• Excerpt:
= Beginning of Section =
- Disease: COVID-19
- Pathogen: SARS-CoV-2
- Location: Trinidad and Tobago
- First outbreak: Wuhan, China
- Index case: Trinidad
- Arrival date: 12 March 2020 (6 years, 5 months, 1 week and 3 days)
- Confirmed cases: 63865 (as of 17 November)
- Active cases: 7689 (as of 17 November)
- Recovered: 54285 (as of 17 November)
- Deaths: 1891 (as of 17 November)
- Fatality rate: 2.96% (as of 17 November)

Government website
- covid19.gov.tt

= COVID-19 pandemic in Trinidad and Tobago =

Ongoing COVID-19 viral pandemic in Trinidad and Tobago

The COVID-19 pandemic in Trinidad and Tobago is part of the ongoing global viral pandemic of COVID-19, which was confirmed to have reached the Republic of Trinidad and Tobago on 12 March 2020.

== Background ==
On 12 January 2020, the World Health Organization (WHO) confirmed that a novel coronavirus was the cause of a respiratory illness in a cluster of people in Wuhan City, Hubei Province, China, which was reported to the WHO on 31 December 2019.

The case fatality ratio for COVID-19 has been much lower than SARS of 2003, but the transmission has been significantly greater, with a significant total death toll.
= End of Section =
Point-per-instance localization data
= Beginning of Section =
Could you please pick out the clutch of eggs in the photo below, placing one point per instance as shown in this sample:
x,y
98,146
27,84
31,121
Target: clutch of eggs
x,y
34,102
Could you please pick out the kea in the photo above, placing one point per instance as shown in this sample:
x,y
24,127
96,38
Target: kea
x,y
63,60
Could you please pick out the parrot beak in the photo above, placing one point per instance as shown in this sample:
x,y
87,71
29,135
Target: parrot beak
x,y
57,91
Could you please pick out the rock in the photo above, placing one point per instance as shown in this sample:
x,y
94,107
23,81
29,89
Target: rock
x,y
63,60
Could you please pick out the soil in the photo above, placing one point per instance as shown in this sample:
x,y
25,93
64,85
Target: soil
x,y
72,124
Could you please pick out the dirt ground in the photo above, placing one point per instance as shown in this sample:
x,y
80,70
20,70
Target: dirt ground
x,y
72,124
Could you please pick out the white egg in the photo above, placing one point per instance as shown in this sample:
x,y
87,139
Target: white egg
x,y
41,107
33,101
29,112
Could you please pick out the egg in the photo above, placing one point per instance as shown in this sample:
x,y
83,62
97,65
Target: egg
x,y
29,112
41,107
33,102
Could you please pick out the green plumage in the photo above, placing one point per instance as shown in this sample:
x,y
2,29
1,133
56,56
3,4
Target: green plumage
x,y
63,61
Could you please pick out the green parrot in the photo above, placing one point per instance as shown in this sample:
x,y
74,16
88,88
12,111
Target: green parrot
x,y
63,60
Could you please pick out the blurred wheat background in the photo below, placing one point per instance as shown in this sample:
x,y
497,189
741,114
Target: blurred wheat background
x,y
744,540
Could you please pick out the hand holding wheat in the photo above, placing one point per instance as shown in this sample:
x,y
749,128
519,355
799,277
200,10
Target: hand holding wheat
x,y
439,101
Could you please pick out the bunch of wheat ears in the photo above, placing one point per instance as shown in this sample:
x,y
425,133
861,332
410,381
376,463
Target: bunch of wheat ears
= End of Section =
• Action item:
Set down word for word the part of the COVID-19 in Trinidad and Tobago text that runs between "- Disease: COVID-19" and "54285 (as of 17 November)", inclusive.

• Written answer:
- Disease: COVID-19
- Pathogen: SARS-CoV-2
- Location: Trinidad and Tobago
- First outbreak: Wuhan, China
- Index case: Trinidad
- Arrival date: 12 March 2020 (6 years, 5 months, 1 week and 3 days)
- Confirmed cases: 63865 (as of 17 November)
- Active cases: 7689 (as of 17 November)
- Recovered: 54285 (as of 17 November)